• **KUTIPAN UNTUK DIBACA**:
Memperdagangkan Pengaruh
Eddy OS Hiariej ;
Guru Besar Hukum Pidana
Fakultas Hukum Universitas Gadjah
Mada
|
KOMPAS,
24 November 2015
Politisi Senayan
kembali berulah. Tak tanggung-tanggung, kali ini yang dicatut adalah nama
Presiden Joko Widodo dan Wakil Presiden Jusuf Kalla untuk mendapatkan saham
PT Freeport Indonesia.
Jika pencatutan nama
itu terbukti, politisi tersebut tidak hanya melanggar etika sebagai anggota
DPR, tetapi terdapat indikasi yang kuat telah melakukan pelanggaran hukum.
Paling tidak, sang politisi dapat dijerat memperdagangkan pengaruh. Trading in influence atau
memperdagangkan pengaruh tidak terdapat dalam UU Pemberantasan Tindak Pidana
Korupsi, tetapi secara jelas diatur dalam Pasal 18 United Nations Convention Against Corruption (UNCAC) yang telah
diratifikasi dengan Undang-Undang Nomor 7 Tahun 2006.

• **TUGAS ANDA**:
Jawab pertanyaan tentang kutipan mengenai memperdagangkan pengaruh ini:
(a) Di surat kabar apa dan pada tanggal berapa kutipan ini dimuat?
(b) Nama siapa saja yang dicatut untuk mendapatkan saham PT Freeport Indonesia?
(c) Dalam pasal berapa dan konvensi apa memperdagangkan pengaruh diatur?
Baris-baris berikut tidak berhubungan dengan kutipan tadi.

• **BAHAN YANG DIBERIKAN**:
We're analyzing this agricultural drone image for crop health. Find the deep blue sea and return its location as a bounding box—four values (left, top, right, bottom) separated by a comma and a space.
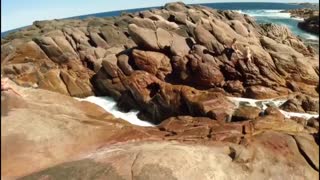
1, 3, 319, 40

• **JAWABAN**:
(a) KOMPAS, 24 November 2015.
(b) Presiden Joko Widodo dan Wakil Presiden Jusuf Kalla.
(c) Pasal 18 United Nations Convention Against Corruption (UNCAC).